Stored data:
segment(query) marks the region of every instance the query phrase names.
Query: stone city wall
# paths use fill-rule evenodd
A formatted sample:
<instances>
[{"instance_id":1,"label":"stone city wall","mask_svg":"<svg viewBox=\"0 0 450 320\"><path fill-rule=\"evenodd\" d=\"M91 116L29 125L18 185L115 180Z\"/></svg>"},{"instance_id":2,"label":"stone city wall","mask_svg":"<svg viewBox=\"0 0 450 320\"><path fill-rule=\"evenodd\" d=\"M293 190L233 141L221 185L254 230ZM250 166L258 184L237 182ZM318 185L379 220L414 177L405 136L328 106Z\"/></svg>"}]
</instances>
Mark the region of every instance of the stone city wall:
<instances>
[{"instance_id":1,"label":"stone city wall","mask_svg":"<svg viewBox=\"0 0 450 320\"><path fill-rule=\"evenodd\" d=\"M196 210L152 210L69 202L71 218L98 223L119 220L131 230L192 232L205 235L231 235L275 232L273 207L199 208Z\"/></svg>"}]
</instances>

REQUIREMENT
After reading through the records, retype all of them exactly.

ANSWER SECTION
segment(query) marks the region of every instance the query phrase names.
Query: stone city wall
# paths use fill-rule evenodd
A formatted sample:
<instances>
[{"instance_id":1,"label":"stone city wall","mask_svg":"<svg viewBox=\"0 0 450 320\"><path fill-rule=\"evenodd\" d=\"M91 116L29 125L18 185L115 180Z\"/></svg>"},{"instance_id":2,"label":"stone city wall","mask_svg":"<svg viewBox=\"0 0 450 320\"><path fill-rule=\"evenodd\" d=\"M293 190L233 141L221 185L254 230ZM250 166L258 184L237 182ZM318 185L379 220L414 177L405 136L328 106Z\"/></svg>"}]
</instances>
Mark the region of every instance of the stone city wall:
<instances>
[{"instance_id":1,"label":"stone city wall","mask_svg":"<svg viewBox=\"0 0 450 320\"><path fill-rule=\"evenodd\" d=\"M196 210L152 210L69 202L71 218L98 223L119 220L131 230L192 232L205 235L231 235L275 232L273 207L199 208Z\"/></svg>"}]
</instances>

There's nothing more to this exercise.